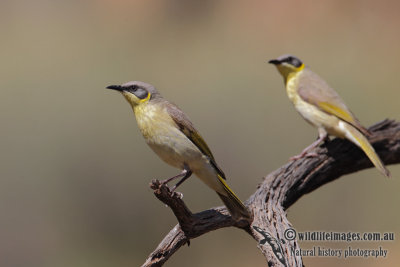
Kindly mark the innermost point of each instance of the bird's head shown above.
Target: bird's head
(136, 92)
(287, 65)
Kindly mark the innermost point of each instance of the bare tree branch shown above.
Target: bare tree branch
(277, 192)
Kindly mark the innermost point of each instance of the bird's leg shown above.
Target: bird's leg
(188, 173)
(322, 136)
(166, 181)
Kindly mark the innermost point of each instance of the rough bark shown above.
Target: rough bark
(277, 192)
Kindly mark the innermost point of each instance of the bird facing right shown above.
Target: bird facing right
(323, 108)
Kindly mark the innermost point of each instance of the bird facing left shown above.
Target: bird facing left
(172, 136)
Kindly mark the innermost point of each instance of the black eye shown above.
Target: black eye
(294, 61)
(141, 93)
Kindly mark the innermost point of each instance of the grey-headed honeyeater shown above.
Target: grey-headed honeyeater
(172, 136)
(322, 107)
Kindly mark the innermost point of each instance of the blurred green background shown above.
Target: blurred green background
(75, 169)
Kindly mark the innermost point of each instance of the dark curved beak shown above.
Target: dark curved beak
(274, 61)
(115, 87)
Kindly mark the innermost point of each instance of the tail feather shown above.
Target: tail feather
(360, 140)
(236, 208)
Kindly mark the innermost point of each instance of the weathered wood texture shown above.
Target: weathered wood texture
(277, 192)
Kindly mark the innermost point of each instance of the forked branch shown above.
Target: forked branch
(277, 192)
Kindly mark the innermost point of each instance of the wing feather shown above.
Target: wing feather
(314, 90)
(186, 127)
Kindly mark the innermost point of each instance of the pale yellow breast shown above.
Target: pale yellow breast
(164, 137)
(310, 112)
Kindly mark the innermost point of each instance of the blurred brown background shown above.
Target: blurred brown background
(75, 169)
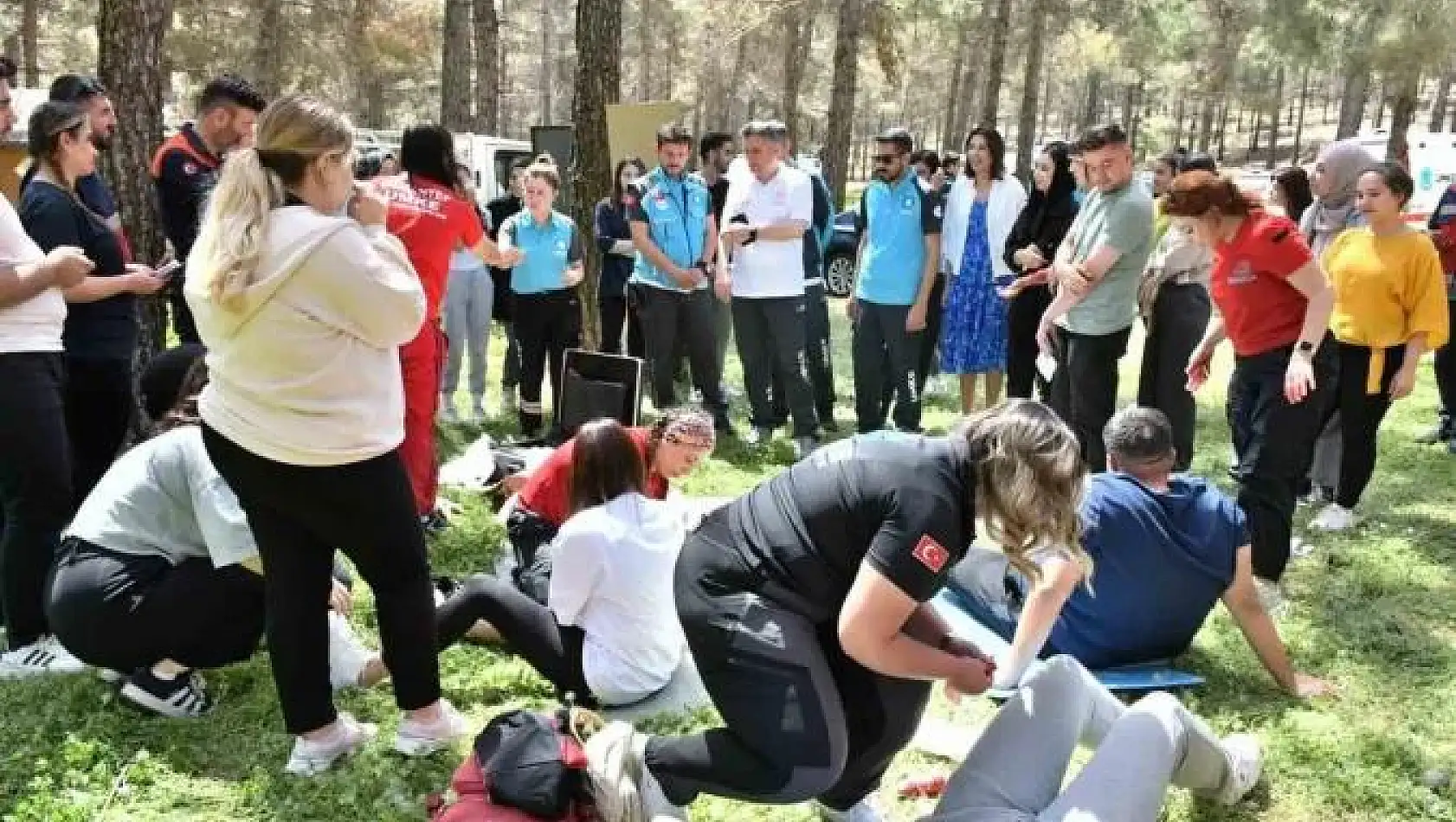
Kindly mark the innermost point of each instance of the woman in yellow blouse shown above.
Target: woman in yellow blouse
(1389, 310)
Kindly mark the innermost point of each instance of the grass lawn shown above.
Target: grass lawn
(1373, 612)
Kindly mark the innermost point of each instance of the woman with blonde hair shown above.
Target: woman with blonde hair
(805, 607)
(303, 301)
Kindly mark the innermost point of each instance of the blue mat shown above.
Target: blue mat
(1131, 680)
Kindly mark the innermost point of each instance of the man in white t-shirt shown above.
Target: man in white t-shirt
(763, 228)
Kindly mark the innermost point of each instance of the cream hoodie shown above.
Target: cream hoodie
(306, 371)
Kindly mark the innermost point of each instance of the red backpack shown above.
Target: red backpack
(525, 768)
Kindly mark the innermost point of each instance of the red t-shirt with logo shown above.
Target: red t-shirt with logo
(1249, 284)
(548, 492)
(433, 222)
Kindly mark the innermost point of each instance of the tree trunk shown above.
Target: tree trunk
(842, 98)
(996, 63)
(132, 60)
(31, 42)
(599, 83)
(1027, 121)
(268, 48)
(486, 67)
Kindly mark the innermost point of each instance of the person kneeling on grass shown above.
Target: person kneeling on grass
(159, 576)
(1165, 548)
(609, 632)
(1018, 766)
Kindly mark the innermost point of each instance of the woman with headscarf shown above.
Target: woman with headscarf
(1037, 233)
(1337, 172)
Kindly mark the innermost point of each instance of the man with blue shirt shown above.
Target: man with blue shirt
(1165, 549)
(899, 252)
(676, 234)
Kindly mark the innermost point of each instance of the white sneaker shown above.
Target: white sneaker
(1245, 758)
(311, 758)
(864, 811)
(1334, 518)
(41, 657)
(416, 740)
(348, 657)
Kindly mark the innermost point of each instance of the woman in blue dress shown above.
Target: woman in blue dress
(982, 209)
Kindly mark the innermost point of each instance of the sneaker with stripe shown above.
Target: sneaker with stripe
(181, 697)
(41, 657)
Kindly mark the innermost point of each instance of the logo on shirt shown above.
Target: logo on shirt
(931, 555)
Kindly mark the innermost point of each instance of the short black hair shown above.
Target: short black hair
(76, 87)
(712, 141)
(673, 134)
(230, 89)
(897, 137)
(1101, 137)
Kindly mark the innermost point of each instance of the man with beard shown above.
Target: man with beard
(185, 169)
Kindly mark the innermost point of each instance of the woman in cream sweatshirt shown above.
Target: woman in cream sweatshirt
(303, 301)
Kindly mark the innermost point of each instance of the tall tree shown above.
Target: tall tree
(486, 67)
(996, 63)
(454, 66)
(842, 98)
(599, 83)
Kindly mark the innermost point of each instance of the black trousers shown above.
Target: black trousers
(1084, 390)
(1360, 416)
(98, 414)
(546, 326)
(35, 486)
(127, 612)
(801, 721)
(770, 337)
(1180, 318)
(887, 361)
(527, 627)
(297, 517)
(615, 318)
(674, 322)
(1274, 442)
(819, 358)
(1022, 318)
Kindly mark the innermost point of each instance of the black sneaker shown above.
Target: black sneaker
(184, 697)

---+---

Your task:
Reproduce the material word for word, starting with the line that contains "headscarf shown above." and continuing through the final line of the material.

Written reply:
Kindly mark the innermost point of each instance of the woman with headscarf shown above.
Target: woman with headscarf
(1037, 233)
(1337, 172)
Kindly mark the innermost point of each instance of the man with blue shirt shown above.
Target: man with blue shirt
(1165, 549)
(899, 252)
(676, 234)
Kindly mark the innermost point of each instance of the white sneaker shown above.
Target: white sneaker
(1245, 758)
(311, 758)
(864, 811)
(1334, 518)
(41, 657)
(416, 740)
(348, 657)
Kindly mark the innermost point of each instance of the woman in blue dress shown above.
Target: woman in blue dress
(982, 209)
Kindly mark the innermost point of each instance of the sneaker with stripe shown above.
Target: sneaker with stripe
(181, 697)
(41, 657)
Kindly mark the innermost point of each instance of the logo on shirt shown above.
Target: logo on shirt
(931, 555)
Kindly mark the innermost point of each instance of the short black hair shown above.
Target: short black hair
(76, 87)
(712, 141)
(673, 134)
(230, 89)
(897, 137)
(1101, 137)
Kindly mark the innermost point of each instance of the man with beard shown above.
Target: man with beard
(185, 169)
Kindly mark the innermost point of each instance of the woman in cream sweatshirt shown above.
Target: woman in cream sweatshirt
(303, 301)
Kindly mark the innermost point of each instance of the tall tree shown above.
Target: tall tree
(486, 67)
(996, 63)
(454, 66)
(842, 98)
(599, 83)
Kindly mark the innermost point of each instance of the black trousers shown above.
Target: black trousers
(1084, 390)
(1360, 416)
(98, 414)
(546, 326)
(35, 486)
(127, 612)
(801, 721)
(770, 337)
(1180, 318)
(887, 361)
(527, 627)
(297, 517)
(615, 318)
(674, 322)
(1274, 442)
(819, 358)
(1022, 318)
Kindly mark the innermost point of each instance of the black sneaker shown above.
Target: black sneaker
(184, 697)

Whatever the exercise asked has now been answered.